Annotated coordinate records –
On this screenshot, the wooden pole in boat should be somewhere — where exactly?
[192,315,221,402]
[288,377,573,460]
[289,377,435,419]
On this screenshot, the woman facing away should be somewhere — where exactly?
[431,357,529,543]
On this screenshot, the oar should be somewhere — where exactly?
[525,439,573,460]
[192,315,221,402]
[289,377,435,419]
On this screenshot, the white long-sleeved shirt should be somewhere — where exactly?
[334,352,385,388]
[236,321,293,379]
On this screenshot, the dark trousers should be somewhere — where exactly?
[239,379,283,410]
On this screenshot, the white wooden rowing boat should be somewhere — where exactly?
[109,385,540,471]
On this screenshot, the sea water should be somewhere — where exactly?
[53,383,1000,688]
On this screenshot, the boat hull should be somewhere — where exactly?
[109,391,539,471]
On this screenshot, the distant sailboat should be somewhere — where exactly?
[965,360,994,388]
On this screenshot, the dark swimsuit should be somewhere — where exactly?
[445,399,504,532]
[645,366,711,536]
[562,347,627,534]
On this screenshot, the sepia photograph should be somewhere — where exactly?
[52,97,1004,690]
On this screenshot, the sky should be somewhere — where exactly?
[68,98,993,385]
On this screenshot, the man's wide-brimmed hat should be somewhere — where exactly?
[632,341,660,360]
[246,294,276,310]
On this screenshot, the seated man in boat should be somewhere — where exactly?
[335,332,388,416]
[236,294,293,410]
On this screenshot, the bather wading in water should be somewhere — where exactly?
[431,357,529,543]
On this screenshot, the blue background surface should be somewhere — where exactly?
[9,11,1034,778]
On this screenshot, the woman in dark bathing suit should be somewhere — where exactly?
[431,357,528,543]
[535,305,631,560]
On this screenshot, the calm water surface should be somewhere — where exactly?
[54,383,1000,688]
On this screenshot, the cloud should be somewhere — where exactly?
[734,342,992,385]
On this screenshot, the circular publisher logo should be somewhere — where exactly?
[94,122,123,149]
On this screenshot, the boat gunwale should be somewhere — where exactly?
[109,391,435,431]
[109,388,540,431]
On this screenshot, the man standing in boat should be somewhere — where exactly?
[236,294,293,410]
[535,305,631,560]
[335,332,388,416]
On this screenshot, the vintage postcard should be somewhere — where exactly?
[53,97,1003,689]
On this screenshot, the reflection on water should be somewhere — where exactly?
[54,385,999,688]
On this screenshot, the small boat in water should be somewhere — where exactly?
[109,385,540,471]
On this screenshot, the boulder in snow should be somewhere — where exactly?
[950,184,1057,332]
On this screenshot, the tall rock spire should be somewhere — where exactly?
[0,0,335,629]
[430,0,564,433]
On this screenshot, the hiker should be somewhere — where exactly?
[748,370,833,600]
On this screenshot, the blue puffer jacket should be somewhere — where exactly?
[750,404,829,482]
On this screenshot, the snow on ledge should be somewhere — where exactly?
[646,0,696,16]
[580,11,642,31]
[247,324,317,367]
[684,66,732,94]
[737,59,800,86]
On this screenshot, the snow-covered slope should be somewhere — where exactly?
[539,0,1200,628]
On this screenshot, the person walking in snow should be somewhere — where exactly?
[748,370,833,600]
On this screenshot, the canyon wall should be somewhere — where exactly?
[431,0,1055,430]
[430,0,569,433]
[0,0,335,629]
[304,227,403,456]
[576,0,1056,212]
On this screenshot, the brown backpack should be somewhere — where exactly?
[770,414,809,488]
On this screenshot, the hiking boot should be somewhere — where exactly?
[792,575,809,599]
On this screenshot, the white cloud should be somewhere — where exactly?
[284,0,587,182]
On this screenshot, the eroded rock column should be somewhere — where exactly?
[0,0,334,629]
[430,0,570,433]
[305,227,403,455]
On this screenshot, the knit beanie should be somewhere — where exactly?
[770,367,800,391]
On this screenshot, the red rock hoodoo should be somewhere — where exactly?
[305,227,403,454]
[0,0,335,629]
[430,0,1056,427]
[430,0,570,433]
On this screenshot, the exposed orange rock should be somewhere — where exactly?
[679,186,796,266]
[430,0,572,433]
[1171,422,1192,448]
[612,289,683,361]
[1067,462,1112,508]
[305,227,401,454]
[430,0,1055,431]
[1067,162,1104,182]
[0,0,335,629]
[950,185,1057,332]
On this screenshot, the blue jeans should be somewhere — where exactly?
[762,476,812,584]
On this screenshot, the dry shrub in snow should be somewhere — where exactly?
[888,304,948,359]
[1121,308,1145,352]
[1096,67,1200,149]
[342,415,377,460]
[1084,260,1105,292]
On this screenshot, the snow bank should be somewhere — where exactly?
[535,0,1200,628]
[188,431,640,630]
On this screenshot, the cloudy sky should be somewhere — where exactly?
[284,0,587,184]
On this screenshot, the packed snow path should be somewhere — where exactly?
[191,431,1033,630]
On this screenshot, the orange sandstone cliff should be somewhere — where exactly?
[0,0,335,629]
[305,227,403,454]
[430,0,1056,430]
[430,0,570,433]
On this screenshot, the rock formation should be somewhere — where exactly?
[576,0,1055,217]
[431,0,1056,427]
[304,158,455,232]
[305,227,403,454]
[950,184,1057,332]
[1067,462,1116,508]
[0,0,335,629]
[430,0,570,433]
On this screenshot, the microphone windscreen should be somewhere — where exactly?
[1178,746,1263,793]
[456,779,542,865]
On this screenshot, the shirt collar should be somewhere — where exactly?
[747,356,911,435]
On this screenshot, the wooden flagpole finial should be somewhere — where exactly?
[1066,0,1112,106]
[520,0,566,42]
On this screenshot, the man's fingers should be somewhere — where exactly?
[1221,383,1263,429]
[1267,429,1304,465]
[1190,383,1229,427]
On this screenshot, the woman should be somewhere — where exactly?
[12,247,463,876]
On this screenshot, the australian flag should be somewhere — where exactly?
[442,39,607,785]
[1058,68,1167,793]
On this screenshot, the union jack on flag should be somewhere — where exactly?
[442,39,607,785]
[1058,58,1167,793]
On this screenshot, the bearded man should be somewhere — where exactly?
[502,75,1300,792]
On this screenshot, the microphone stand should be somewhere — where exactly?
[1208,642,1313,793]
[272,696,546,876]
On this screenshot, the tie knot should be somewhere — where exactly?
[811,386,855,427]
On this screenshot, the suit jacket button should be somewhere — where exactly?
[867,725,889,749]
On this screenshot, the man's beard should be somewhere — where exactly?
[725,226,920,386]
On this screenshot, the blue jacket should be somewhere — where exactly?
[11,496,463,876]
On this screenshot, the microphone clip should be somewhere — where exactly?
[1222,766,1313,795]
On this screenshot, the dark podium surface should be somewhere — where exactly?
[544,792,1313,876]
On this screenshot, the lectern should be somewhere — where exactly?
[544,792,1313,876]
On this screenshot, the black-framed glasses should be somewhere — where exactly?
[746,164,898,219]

WHAT YOU WILL DO –
Rewrite all of the lines above, substituting "located" for every occurrence of "somewhere" and leaving everything else unchanged.

RESULT FOR THIS TASK –
On this screenshot, the wooden pole in boat should be located — where exactly?
[192,315,221,402]
[288,377,573,460]
[289,377,435,419]
On this screenshot, the woman facing away should be located — where exactly?
[431,357,529,543]
On this screenshot, the oar should be located — where exactly?
[525,439,573,460]
[192,315,221,402]
[289,377,435,419]
On this screenshot, the white long-sleeved shirt should be located — where exactly?
[334,352,385,388]
[236,321,293,379]
On this screenshot, the dark trousers should be located — where exactly?
[239,379,283,410]
On this screenshot, the white wooden rowing boat should be located — where exactly?
[109,385,540,471]
On this screenshot, the sea water should be located — where exactly?
[53,383,1000,688]
On this screenshot, the boat hull should be located — where exactly?
[109,391,539,471]
On this screenshot, the distant sailboat should be located — where exactly?
[965,360,994,388]
On this screenshot, the dark swimsuit should be located — where exactly?
[445,399,504,532]
[645,366,711,536]
[562,347,627,534]
On this screenshot, the sepia photograph should be located — where exactly?
[52,97,1004,690]
On this screenshot, the sky should be located — where exactly?
[68,98,993,385]
On this screenshot, the man's wide-brimmed hat should be located — where exactly?
[632,341,660,360]
[246,294,276,310]
On this screenshot, the seated man in boat should be located — where exactly?
[335,332,388,416]
[236,294,293,410]
On this screenshot, the bather wading in water should be located — where exactly?
[431,357,529,543]
On this screenshot, the blue background surface should be located — where exactly?
[9,11,1034,778]
On this screenshot, the woman in dark bathing suit should be located — where exactly?
[431,357,528,543]
[535,305,631,560]
On this screenshot, the calm water surface should be located — where exactly?
[54,383,1000,688]
On this screenshot, the cloud should be located — where exactly?
[734,342,992,385]
On this screenshot, the circular publisher logo should be located — where exactly?
[94,122,123,149]
On this screenshot, the boat gunwale should be located — where exactly?
[109,391,435,431]
[109,388,540,431]
On this screenshot, the man standing in boat should be located — where exactly?
[236,294,293,410]
[535,305,631,560]
[335,332,388,416]
On this screenshot, the vintage postcard should be located — where exactly?
[53,97,1003,689]
On this screenshot, the reflection on water should be located — where exactly?
[54,385,999,688]
On this screenshot, the small boat in water should be located — where exactly?
[109,385,540,471]
On this screenshot, the boulder in snow should be located — where exactly?
[950,184,1057,332]
On this screenshot, the tall rock spire should be located — where exactly?
[0,0,335,629]
[430,0,564,433]
On this screenshot, the hiker should be located — where exactly?
[748,370,833,600]
On this screenshot, the blue puffer jacket should be located — where exactly?
[750,404,829,482]
On this screenshot, the snow on ledge should be located — where exactly?
[646,0,696,16]
[580,11,642,31]
[247,324,317,367]
[684,66,732,94]
[737,59,800,86]
On this screenshot, the snow-covered slope should be located — where exactly?
[539,0,1200,628]
On this screenshot, the person walking in snow should be located — where exactly?
[748,370,833,600]
On this screenshot, the canyon wall should be located — where exactly?
[431,0,1055,430]
[430,0,569,433]
[0,0,335,629]
[304,227,403,456]
[576,0,1056,212]
On this screenshot, the brown backpack should be located — where exactly?
[770,414,809,488]
On this screenshot, the hiking boot should be located — where exactly?
[792,575,809,599]
On this screenshot, the white cloud should be located — where exactly?
[284,0,587,182]
On this screenshot, the eroded rock column should be located — where exactly?
[0,0,334,629]
[430,0,570,433]
[305,227,403,455]
On this screenshot, the knit beanie should be located — where exactly?
[770,367,800,391]
On this screenshot, the red rock hoodoo should be located — where exactly?
[305,227,403,454]
[0,0,335,629]
[430,0,1056,427]
[430,0,570,433]
On this screenshot, the exposed orange rock should be located — where exactly?
[679,186,796,266]
[430,0,572,433]
[1171,422,1192,448]
[612,289,683,361]
[1067,462,1112,508]
[305,227,401,454]
[430,0,1055,431]
[1067,162,1104,182]
[0,0,335,629]
[950,185,1057,332]
On this screenshot, the blue jeans should be located — where exactly?
[762,476,812,584]
On this screenshot, the dry shrub in snow should be located — where exactly?
[888,304,948,359]
[1121,308,1145,352]
[1096,67,1200,149]
[342,415,377,460]
[1084,260,1105,292]
On this screenshot, the snow bank should be located — where exactly?
[535,0,1200,628]
[188,431,640,630]
On this screenshot, the cloudy sky should be located — where exactly?
[284,0,587,184]
On this screenshot, the packed snow path should be located — where exactly?
[191,431,1033,630]
On this screenshot, the orange sandstone cliff should be located — where exactly?
[0,0,335,629]
[305,227,403,454]
[430,0,1056,430]
[430,0,570,433]
On this screenshot, the rock formation should be located — where exactly?
[576,0,1055,217]
[431,0,1056,427]
[304,158,455,232]
[305,227,403,454]
[950,184,1057,332]
[1067,462,1116,508]
[0,0,335,629]
[430,0,570,433]
On this screenshot, the microphone windscreen should be located — where exactly?
[1178,746,1263,793]
[456,779,542,865]
On this screenshot, the shirt collar should be located — where exactly?
[747,356,911,435]
On this screenshot, the wooden flagpole finial should be located — where exactly?
[1066,0,1112,106]
[520,0,566,42]
On this screenshot, the man's fingers should be located — where exactly?
[1221,383,1263,429]
[1267,429,1304,465]
[1190,383,1229,427]
On this screenshot, the woman should be located — where exactly?
[12,247,463,876]
On this screenshot, the australian flag should be located — where exactly?
[442,39,607,785]
[1058,68,1167,793]
On this screenshot, the union jack on flag should be located — where exactly?
[442,39,607,785]
[1058,58,1167,793]
On this screenshot, the bearded man should be located — where exactly?
[502,75,1300,792]
On this screenshot, the microphone stand should be located — where exactly?
[1208,642,1313,793]
[272,696,546,876]
On this screenshot, the tie knot should be located — where exactly?
[811,386,855,427]
On this screenshot, the suit jacket button should be located — where exactly?
[867,725,889,749]
On this screenshot, the man's beard should be located — where exactly?
[725,226,920,386]
On this screenshot, the blue jacket should be located — where exactly?
[11,496,463,876]
On this screenshot, the microphone clip should be located — where exactly?
[1222,766,1313,795]
On this screenshot, the dark podium surface should be located — where exactly?
[544,792,1313,876]
On this screenshot, the lectern should be located — where exactly?
[544,792,1313,876]
On this screenshot, the black-framed glasses should be located — where exactly?
[746,164,898,219]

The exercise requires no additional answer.